**What you will do:** Update the listing below by changing every "integer pixel boxes" to "whole-number pixel boxes" and keeping everything else as it is.

Items from a dataset:
--

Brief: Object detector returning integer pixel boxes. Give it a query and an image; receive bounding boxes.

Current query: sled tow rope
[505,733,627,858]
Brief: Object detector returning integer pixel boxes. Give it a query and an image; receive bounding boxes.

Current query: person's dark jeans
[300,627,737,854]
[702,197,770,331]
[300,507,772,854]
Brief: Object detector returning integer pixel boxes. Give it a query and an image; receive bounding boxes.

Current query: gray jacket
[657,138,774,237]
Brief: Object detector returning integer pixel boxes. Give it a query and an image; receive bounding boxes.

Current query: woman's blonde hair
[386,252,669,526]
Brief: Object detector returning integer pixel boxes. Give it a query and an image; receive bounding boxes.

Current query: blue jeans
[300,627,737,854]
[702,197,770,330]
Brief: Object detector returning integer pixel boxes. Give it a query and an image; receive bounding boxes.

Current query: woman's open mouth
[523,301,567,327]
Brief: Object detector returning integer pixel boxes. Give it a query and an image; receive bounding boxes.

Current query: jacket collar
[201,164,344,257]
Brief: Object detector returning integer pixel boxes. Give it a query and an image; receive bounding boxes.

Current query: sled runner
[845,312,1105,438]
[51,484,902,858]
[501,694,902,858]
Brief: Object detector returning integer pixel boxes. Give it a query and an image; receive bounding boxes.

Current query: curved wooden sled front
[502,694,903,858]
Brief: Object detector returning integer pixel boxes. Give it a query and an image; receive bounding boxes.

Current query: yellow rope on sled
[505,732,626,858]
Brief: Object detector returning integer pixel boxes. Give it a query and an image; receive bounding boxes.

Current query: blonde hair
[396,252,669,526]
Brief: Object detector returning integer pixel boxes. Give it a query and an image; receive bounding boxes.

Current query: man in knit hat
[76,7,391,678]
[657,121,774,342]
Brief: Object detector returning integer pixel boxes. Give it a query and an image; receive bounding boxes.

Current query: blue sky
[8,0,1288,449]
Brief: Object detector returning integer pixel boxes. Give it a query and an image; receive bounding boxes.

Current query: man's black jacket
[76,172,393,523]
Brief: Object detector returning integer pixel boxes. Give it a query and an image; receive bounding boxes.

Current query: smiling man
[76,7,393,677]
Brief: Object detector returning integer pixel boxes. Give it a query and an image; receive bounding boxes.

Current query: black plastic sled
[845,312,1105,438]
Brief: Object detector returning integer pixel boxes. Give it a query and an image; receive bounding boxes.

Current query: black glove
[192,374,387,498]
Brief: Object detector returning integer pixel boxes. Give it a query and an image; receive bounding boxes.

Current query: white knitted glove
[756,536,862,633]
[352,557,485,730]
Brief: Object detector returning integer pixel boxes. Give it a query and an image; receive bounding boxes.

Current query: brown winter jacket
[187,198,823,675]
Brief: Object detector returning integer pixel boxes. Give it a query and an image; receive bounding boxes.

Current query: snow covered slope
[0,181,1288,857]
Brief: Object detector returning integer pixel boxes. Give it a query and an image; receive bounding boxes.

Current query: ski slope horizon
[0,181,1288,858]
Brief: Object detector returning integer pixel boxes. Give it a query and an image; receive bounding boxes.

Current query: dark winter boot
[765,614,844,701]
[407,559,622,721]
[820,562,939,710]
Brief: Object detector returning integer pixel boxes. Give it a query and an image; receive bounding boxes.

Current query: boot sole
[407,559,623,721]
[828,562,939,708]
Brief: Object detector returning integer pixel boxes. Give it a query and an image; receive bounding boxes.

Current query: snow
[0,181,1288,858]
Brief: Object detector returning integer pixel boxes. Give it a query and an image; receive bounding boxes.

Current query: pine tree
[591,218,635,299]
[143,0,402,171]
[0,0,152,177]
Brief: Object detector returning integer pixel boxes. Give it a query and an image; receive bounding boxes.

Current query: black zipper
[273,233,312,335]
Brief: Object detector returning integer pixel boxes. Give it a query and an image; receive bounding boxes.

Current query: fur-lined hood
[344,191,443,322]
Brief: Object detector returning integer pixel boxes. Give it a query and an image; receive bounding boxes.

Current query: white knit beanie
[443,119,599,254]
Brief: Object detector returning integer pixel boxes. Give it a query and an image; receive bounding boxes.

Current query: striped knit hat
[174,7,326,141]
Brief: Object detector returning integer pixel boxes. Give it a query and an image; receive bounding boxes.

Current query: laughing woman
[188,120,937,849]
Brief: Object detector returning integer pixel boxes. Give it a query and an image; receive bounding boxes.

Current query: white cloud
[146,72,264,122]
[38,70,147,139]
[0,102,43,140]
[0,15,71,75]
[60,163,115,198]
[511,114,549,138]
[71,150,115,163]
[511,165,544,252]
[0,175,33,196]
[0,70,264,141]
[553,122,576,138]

--

**Full output:**
Brief: Object detector returning whole-number pixel boxes. Give it a query and an image; receive bounding boxes.

Current query: sled tow rope
[505,733,627,858]
Brief: Object detector returning whole-number pixel boxes. Give it a query and an image; receive bounding boxes.

Current query: person's dark jeans
[300,627,737,854]
[702,197,770,331]
[300,507,772,854]
Brief: Object detector returning whole-number pixel boxes. Give it a query and an image; receive bounding boxes.

Current query: gray jacket
[657,138,774,237]
Brief: Object detector returning whole-number pixel boxes. Give it a query and an image; receive bounding boxes.

Current query: woman's blonde hair
[386,252,669,526]
Brief: Object detector returning whole-number pixel boxes. Give it a query and an image; receive bounding boxes.

Current query: blue jeans
[300,627,737,854]
[702,197,770,330]
Brief: Object detector returning whole-number pixel boxes. Give it a query and an image; receive bounding boxes.

Current query: woman's open mouth
[523,301,567,327]
Brief: Object detector returning whole-number pixel boxes. Give it a query and an image; receive bounding boxes.

Current query: jacket collar
[201,164,344,257]
Brief: Object detector returning whole-number pixel boxes. Give it a query and an image; receive bounding boxes.

Current query: sled runner
[845,312,1105,438]
[51,484,902,858]
[501,694,902,858]
Brief: Object detector returning whole-number pixel boxes. Give it a query and an image; receive bounding boxes.

Current query: curved wooden sled front
[502,694,903,858]
Brief: Object detector returning whole-number pixel boxes. Give it a query and an image; receive bounding boxes.

Current query: yellow rope on sled
[505,732,626,858]
Brief: Object detector returning whole-number pixel boxes. Give it a query and an image; receive bounding boxes.

Current query: blonde hair
[396,252,669,526]
Brief: Object detector returning whole-number pixel boxes. Give it a query and an image; receive bounding boxes.

Current query: man in knit hat
[76,7,391,678]
[657,121,774,342]
Brief: Object detector returning whole-number pixel boxes. Give it a query and an image; receive bounding boxes.

Current query: blue sky
[8,0,1288,449]
Brief: Object detector returning whole-number pixel boxes. Give it a query and an image; receive bounding boxes.

Current query: man's black jacket
[76,172,393,523]
Brief: Object detector returning whole-number pixel boxes. Give it a query and an image; receive bounding boxes.

Current query: smiling man
[76,7,393,677]
Brief: Object detector returning whole-number pixel boxes. Give it a query and an image; receive bounding boxes.

Current query: black plastic sled
[845,312,1105,438]
Brief: Object detector returning whole-number pixel boxes. Give it a query and an image; receive bounding boxes.

Current query: black glove
[192,374,387,498]
Brief: Object detector returning whole-number pixel boxes. Give it a query and an image; receive bounding boxes.

Current query: white knitted glove
[756,536,862,633]
[352,557,485,730]
Brief: Object detector returning whole-number pixel boxes. Give it a query and an image; receive bounding boxes.

Current query: brown winter jacket
[187,198,823,675]
Brief: Object detector returning whole-number pixel boxes. Give it a query and an image; receive bounding boxes.

Current query: snow covered slope
[0,181,1288,857]
Brief: Object detector returning whole-number pixel boxes. Give it a query and an image; receive bounding boxes.

Current query: ski slope horizon
[0,181,1288,858]
Brief: Object detector returning whole-number pixel boxes. Give it a query and an image; receive bounding boxes.

Current query: dark winter boot
[765,614,844,701]
[407,559,622,721]
[820,562,939,710]
Brief: Object detector returning whole-number pixel boxes. Give it a query and an image; receive bounding boxes.

Current query: boot sole
[407,559,623,721]
[828,562,939,708]
Brief: Object detector returning whole-number pixel boxes. Give it a query and an image; receive bounding boxes.

Current query: snow
[0,181,1288,858]
Brief: Object detector returning whole-number pixel boxes. Give it a query and an image; receive bounding boxes.

Current query: pine tree
[591,218,635,299]
[143,0,402,171]
[0,0,152,177]
Brief: Object detector returning whole-number pixel boxes. Give it a query and an image; receive bounding boxes.

Current query: black zipper
[273,233,312,335]
Brief: Object detector returning whole-number pixel boxes. Give it a query and an image; receive bounding boxes.

Current query: fur-lined hood
[344,191,443,322]
Brief: Object detector returning whole-number pixel boxes. Give it a query and an image; receive bounding boxes.

Current query: white knit beanie
[443,119,599,254]
Brief: Object detector returning whole-number pixel boxes. Give it a query and an image; receive bounding boxes.

Current query: striped knit hat
[174,7,326,141]
Brief: Object detector returning whole-number pixel boxes. Give it a query and an image; receive bounding boxes.

Current query: laughing woman
[188,120,937,849]
Brief: Object detector returning whole-number pixel boxes. Give it a query and an image; receive bounding boxes.

Current query: white cloud
[146,72,264,122]
[38,70,147,139]
[0,102,43,140]
[0,15,71,75]
[60,163,115,198]
[511,114,549,138]
[71,150,115,163]
[511,165,544,252]
[0,175,33,196]
[0,70,264,141]
[553,122,576,138]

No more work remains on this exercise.